[課題 1] 提示文にある一文「法律関係の知識や文章自体のレベルも高く、話の展開は理路整然、記載されている数値データも的確である。」を英語に訳してください。

初版発行時の2010年で「すでに塀の中での暮らしが20年弱になりました」とあるので、現時点では30年越えていると思われる。

 

という前提はもちろん知ったうえで読み進めるのだが、数ページ読むごとにそのことをすっかり忘れ、あたかもどこかの大学の先生等の専門家が執筆した本のように思えてくる。

 

そもそも無期懲役囚が刑務所内で、この本を書くにあたっての裁判・刑法のトレンドやデータ、過去の裁判事例をどのようにして入手したのかと、まずその点にびっくった。ふつうはネットぶん回すか、図書館や関係省庁・機関で資料を漁ったり取材しなければ書けないレベルである。

 

法律関係の知識や文章自体のレベルも高く、話の展開は理路整然、記載されている数値データも的確である。世の中で出回っている情報をまとめましたな「こたつ記事」的な本ではない。

 

筆者はとてつもない読書家であり、刑務所に入る前は月に100~200冊も読んでいて、自身を「ビブリオマニア」(初めて聞いた言葉(^^;))という。この本の中でもカントやモンテスキューの言葉、『巌窟王』(いわゆるモンテクリスト伯のお話)『アンナ・カレーニナ』を引用している。

 

ただ、この美達大和という人はWikipediaにも載っているが、元やくざ幹部であり、Wikipediaの「評価」の項目でも臨床教育学者・岡本茂樹氏により「「卓越した能力」(← 十分"Gifted"の領域といえるIQ150!!)と「人並外れた努力」によって元犯罪者と言うハンデを克服し、再び社会で成功するかもしれないが...」と、高学歴ではないので「インテリやくざ」とは違うが。かなりな危険人物と見られている。

[提示された項目]
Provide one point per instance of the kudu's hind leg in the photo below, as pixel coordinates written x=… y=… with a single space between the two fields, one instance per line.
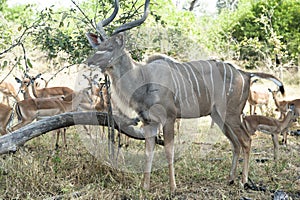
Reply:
x=244 y=140
x=236 y=147
x=168 y=131
x=150 y=134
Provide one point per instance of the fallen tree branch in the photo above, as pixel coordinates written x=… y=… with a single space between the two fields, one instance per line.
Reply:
x=12 y=141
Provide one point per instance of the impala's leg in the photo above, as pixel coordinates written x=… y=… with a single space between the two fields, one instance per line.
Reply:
x=254 y=110
x=168 y=131
x=250 y=108
x=276 y=145
x=150 y=134
x=57 y=138
x=64 y=136
x=284 y=139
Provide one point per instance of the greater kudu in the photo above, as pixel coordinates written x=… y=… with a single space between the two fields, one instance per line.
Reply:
x=163 y=89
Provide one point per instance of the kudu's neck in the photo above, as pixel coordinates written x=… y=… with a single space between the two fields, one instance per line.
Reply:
x=122 y=67
x=276 y=101
x=33 y=88
x=287 y=120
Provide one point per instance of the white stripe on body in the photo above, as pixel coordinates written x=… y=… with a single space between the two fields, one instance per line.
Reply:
x=184 y=86
x=190 y=80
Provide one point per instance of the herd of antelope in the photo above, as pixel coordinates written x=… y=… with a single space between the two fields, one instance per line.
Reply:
x=162 y=90
x=46 y=102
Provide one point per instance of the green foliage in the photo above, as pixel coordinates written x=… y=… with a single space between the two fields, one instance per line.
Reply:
x=263 y=29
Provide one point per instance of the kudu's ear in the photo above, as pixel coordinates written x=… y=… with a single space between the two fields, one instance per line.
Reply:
x=120 y=40
x=18 y=80
x=93 y=39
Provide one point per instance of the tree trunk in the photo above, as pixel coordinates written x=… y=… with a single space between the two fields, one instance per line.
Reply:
x=12 y=141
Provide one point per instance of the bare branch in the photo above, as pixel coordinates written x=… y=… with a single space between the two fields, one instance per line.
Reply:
x=11 y=142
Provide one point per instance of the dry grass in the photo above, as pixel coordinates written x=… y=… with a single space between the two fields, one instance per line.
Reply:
x=39 y=172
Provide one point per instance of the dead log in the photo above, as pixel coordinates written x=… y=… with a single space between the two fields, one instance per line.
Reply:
x=12 y=141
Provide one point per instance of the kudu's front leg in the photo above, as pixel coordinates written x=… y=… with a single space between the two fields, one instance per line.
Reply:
x=150 y=134
x=168 y=131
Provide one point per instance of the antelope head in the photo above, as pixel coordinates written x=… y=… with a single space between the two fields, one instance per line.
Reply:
x=110 y=49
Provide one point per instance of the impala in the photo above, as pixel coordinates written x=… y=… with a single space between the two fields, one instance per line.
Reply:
x=8 y=90
x=282 y=107
x=5 y=116
x=48 y=92
x=31 y=109
x=24 y=88
x=257 y=98
x=270 y=125
x=163 y=89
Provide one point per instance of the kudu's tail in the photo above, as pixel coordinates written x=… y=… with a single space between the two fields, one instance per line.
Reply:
x=271 y=78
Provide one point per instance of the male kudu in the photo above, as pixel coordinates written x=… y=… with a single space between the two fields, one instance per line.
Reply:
x=163 y=89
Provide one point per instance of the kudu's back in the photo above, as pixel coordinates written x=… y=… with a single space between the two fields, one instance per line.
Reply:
x=198 y=88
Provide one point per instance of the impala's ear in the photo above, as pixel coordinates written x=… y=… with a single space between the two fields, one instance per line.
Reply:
x=120 y=40
x=93 y=39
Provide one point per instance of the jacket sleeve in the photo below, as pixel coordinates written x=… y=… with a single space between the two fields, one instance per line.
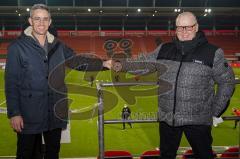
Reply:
x=13 y=74
x=82 y=62
x=143 y=64
x=225 y=83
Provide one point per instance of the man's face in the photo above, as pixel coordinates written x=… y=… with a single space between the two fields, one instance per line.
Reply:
x=186 y=28
x=40 y=21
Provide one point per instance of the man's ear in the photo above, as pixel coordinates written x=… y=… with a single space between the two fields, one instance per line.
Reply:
x=50 y=22
x=197 y=27
x=30 y=21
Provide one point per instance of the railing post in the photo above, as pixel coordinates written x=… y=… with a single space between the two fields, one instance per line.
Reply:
x=100 y=121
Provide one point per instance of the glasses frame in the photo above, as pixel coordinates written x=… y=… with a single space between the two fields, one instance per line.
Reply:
x=186 y=28
x=39 y=19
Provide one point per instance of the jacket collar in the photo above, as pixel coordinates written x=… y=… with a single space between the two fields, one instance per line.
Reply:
x=28 y=32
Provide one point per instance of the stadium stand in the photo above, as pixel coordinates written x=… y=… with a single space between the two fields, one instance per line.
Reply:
x=150 y=154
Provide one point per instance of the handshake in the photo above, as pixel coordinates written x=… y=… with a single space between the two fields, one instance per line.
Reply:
x=113 y=65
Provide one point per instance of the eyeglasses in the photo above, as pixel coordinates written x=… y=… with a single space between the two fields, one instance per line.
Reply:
x=39 y=19
x=186 y=28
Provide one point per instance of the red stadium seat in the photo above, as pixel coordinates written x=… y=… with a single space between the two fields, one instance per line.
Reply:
x=189 y=154
x=232 y=152
x=117 y=154
x=151 y=154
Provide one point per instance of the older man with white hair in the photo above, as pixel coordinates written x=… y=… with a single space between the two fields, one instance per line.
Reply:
x=194 y=67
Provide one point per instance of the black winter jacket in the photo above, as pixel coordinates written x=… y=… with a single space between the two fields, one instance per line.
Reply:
x=34 y=82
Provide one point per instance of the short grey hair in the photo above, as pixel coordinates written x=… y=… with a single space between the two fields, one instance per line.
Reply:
x=40 y=6
x=189 y=14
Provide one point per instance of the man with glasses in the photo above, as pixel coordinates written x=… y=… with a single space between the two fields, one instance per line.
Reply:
x=194 y=66
x=35 y=89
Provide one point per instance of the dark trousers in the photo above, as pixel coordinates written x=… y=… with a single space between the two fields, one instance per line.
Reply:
x=198 y=136
x=126 y=117
x=29 y=146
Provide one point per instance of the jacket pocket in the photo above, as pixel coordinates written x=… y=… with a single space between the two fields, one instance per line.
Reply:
x=33 y=106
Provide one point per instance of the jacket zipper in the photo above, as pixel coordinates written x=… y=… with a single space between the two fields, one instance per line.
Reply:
x=175 y=90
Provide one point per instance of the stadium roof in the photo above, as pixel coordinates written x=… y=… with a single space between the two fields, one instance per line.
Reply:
x=123 y=14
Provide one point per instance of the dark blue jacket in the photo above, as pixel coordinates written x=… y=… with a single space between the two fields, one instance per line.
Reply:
x=34 y=81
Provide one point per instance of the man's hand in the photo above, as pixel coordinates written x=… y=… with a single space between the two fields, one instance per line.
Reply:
x=17 y=123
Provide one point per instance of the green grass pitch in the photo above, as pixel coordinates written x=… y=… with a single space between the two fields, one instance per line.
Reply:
x=84 y=134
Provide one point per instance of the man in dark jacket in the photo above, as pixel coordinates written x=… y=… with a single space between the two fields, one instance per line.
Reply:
x=35 y=88
x=126 y=113
x=194 y=66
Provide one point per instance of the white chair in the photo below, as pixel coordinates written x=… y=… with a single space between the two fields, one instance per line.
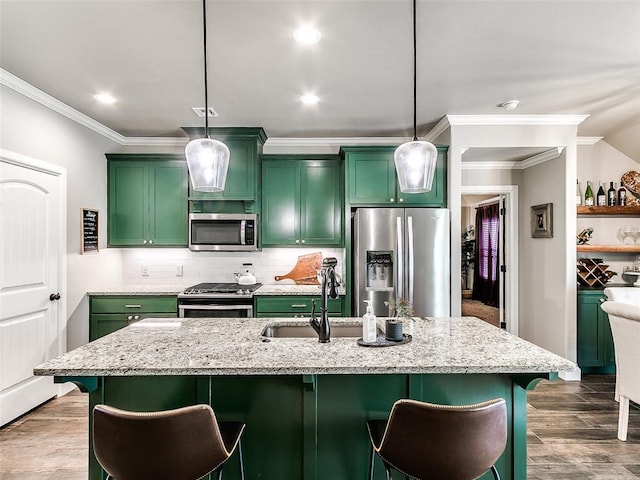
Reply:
x=623 y=294
x=625 y=327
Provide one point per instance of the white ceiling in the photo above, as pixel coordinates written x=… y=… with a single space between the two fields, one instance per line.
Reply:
x=556 y=57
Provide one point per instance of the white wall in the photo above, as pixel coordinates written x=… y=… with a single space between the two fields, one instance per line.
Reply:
x=541 y=273
x=541 y=306
x=28 y=128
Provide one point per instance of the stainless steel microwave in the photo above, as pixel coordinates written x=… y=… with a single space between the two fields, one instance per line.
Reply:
x=231 y=232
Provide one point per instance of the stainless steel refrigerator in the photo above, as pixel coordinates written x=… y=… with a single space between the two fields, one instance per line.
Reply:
x=402 y=253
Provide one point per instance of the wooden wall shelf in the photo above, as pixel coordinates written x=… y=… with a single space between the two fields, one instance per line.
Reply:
x=626 y=210
x=609 y=248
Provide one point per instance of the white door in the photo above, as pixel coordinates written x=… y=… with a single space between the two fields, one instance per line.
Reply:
x=31 y=250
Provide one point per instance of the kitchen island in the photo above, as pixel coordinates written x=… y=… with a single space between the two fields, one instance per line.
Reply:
x=305 y=403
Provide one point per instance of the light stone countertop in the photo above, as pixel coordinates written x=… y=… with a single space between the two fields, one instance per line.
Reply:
x=292 y=289
x=197 y=346
x=139 y=290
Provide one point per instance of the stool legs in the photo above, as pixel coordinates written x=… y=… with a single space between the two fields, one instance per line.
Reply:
x=240 y=461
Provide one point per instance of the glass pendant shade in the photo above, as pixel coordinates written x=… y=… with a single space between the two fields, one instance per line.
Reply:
x=208 y=162
x=415 y=166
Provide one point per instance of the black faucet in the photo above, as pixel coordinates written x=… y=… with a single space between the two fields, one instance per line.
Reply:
x=329 y=289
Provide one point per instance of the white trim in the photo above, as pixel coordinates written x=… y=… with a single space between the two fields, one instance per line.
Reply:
x=551 y=154
x=458 y=120
x=511 y=257
x=588 y=140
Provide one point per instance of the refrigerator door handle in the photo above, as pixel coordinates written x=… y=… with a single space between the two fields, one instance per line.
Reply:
x=400 y=260
x=411 y=257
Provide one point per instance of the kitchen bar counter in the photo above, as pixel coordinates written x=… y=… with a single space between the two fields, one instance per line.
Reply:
x=235 y=347
x=306 y=404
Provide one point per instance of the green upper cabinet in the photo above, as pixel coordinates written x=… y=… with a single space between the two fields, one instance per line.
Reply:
x=371 y=178
x=301 y=200
x=147 y=200
x=245 y=143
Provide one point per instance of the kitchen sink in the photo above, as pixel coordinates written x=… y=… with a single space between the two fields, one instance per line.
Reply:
x=306 y=331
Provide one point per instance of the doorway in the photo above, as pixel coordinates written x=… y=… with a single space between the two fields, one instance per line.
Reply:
x=32 y=246
x=502 y=311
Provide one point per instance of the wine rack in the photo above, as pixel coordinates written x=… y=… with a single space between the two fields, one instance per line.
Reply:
x=593 y=273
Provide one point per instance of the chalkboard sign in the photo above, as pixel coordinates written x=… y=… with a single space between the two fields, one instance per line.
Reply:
x=89 y=231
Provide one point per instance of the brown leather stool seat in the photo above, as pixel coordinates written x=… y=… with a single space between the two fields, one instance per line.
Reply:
x=182 y=444
x=434 y=442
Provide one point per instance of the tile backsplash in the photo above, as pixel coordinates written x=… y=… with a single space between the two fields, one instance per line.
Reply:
x=179 y=266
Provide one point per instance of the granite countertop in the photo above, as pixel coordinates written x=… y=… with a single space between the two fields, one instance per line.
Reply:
x=196 y=346
x=264 y=290
x=292 y=289
x=140 y=290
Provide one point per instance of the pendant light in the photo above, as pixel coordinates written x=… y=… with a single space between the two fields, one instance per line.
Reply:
x=207 y=159
x=416 y=160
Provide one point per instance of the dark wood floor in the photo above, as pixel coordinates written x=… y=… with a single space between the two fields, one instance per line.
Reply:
x=572 y=436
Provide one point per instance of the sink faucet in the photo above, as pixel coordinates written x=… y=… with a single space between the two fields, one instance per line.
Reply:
x=329 y=289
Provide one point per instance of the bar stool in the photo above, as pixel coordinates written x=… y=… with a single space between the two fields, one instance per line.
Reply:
x=432 y=442
x=182 y=444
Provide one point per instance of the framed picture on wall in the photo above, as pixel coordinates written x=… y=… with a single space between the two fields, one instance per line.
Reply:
x=542 y=221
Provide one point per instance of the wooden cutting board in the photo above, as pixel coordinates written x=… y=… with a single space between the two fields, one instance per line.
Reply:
x=304 y=272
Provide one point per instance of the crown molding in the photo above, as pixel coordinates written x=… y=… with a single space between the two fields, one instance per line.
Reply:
x=26 y=89
x=470 y=120
x=546 y=156
x=588 y=140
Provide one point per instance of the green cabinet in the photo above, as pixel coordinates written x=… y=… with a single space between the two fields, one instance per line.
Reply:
x=371 y=178
x=245 y=143
x=301 y=201
x=596 y=353
x=110 y=313
x=298 y=306
x=147 y=200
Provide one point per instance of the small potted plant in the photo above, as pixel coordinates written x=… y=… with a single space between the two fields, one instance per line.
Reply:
x=401 y=312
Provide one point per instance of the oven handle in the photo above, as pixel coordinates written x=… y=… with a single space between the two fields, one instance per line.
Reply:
x=182 y=308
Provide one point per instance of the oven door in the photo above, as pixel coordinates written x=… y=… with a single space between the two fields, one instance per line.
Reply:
x=215 y=310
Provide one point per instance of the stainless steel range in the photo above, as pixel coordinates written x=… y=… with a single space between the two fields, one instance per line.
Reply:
x=217 y=300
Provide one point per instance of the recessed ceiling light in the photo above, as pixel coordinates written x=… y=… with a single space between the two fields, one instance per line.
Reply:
x=105 y=98
x=306 y=35
x=309 y=99
x=509 y=104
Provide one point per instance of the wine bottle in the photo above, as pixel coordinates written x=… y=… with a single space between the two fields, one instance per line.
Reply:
x=588 y=195
x=578 y=193
x=611 y=195
x=622 y=195
x=601 y=198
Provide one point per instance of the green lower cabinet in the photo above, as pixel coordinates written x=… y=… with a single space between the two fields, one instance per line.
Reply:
x=313 y=427
x=297 y=306
x=596 y=352
x=112 y=312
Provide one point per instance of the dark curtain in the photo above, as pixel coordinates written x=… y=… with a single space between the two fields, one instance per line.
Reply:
x=485 y=274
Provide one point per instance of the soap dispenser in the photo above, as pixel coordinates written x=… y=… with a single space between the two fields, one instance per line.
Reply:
x=369 y=325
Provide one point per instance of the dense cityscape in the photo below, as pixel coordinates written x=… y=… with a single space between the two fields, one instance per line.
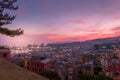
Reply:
x=70 y=61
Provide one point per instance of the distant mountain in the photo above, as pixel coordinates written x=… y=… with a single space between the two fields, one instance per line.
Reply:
x=87 y=45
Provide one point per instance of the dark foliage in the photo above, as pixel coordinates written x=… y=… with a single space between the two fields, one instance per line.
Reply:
x=5 y=18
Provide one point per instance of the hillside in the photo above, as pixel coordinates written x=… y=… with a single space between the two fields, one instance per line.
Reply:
x=9 y=71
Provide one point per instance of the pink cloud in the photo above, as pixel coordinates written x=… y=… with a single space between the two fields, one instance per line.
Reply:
x=81 y=22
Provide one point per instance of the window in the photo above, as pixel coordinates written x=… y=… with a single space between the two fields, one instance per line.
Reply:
x=5 y=55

[課題 2] 項目のうち、"Provide one point per instance of the green cabinet"を含む行で始まり"x=509 y=104"を含む行で終わる部分を、両端の行も含めて一字も変えずに引用すること。

[回答 1] The level of legal knowledge and of the writing itself is high, the argument unfolds logically and coherently, and the numerical data presented are accurate.

[回答 2]
Provide one point per instance of the green cabinet in the photo above, as pixel coordinates written x=… y=… with a single space between the two fields, one instance per line.
Reply:
x=371 y=178
x=245 y=143
x=301 y=201
x=596 y=353
x=110 y=313
x=298 y=306
x=147 y=200
Provide one point per instance of the small potted plant in the photo above, as pixel coordinates written x=… y=… with a single space between the two fields, one instance per line.
Reply:
x=401 y=312
Provide one point per instance of the oven handle in the photo above, as pixel coordinates written x=… y=… with a single space between the two fields, one instance per line.
Reply:
x=182 y=308
Provide one point per instance of the oven door in the photo above, as pixel coordinates written x=… y=… with a single space between the two fields, one instance per line.
Reply:
x=215 y=310
Provide one point per instance of the stainless steel range in the photo above, as pixel coordinates written x=… y=… with a single space between the two fields, one instance per line.
Reply:
x=217 y=300
Provide one point per instance of the recessed ceiling light in the photo above, as pixel coordinates written x=… y=… with a single space between the two fields, one instance per line.
Reply:
x=105 y=98
x=306 y=35
x=309 y=99
x=509 y=104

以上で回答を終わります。